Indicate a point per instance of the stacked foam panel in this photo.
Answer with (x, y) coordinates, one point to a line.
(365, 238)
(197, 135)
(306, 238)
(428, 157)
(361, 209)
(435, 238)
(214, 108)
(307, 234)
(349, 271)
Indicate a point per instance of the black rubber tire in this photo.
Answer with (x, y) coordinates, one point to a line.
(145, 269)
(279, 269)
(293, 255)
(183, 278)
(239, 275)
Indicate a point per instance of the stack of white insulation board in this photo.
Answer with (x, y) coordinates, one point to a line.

= = = =

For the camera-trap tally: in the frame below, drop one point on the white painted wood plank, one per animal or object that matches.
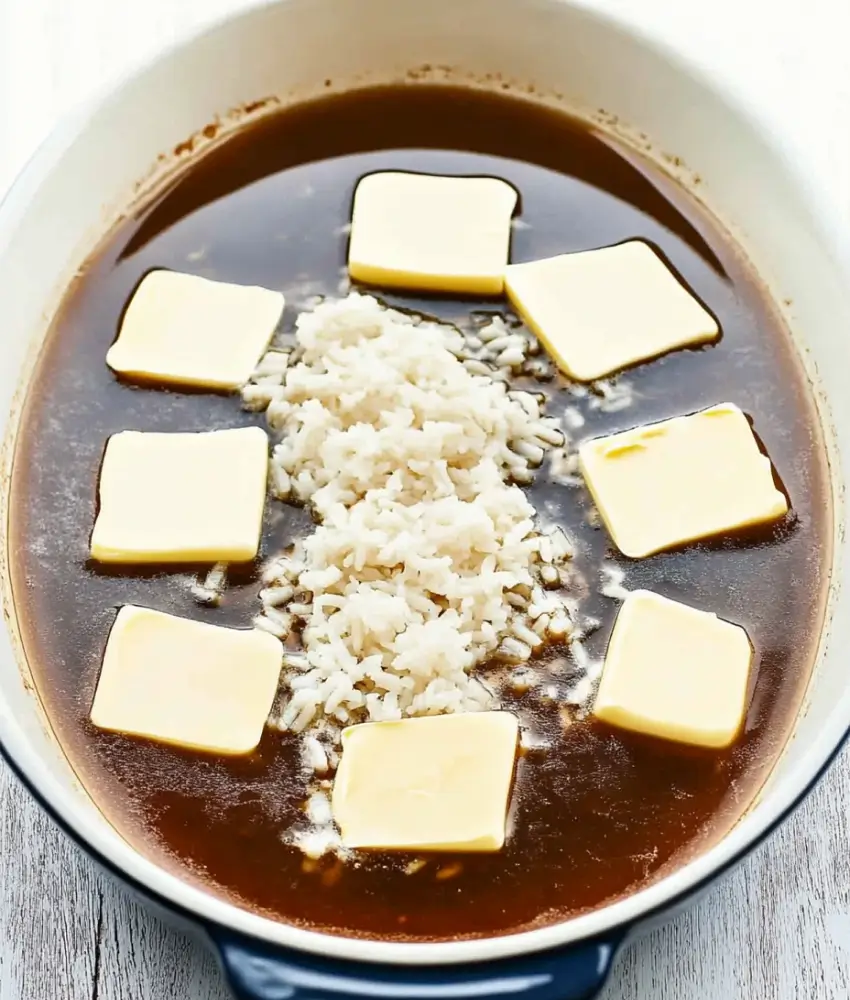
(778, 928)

= = = =

# Written problem
Show each line of the material above that contains the word "this".

# Written solution
Indicate a point per instance of the stacked foam panel in this photo.
Indicate a point per instance of the black rubber tire in this photo.
Indicate a point per instance of the stack of white insulation board in this photo.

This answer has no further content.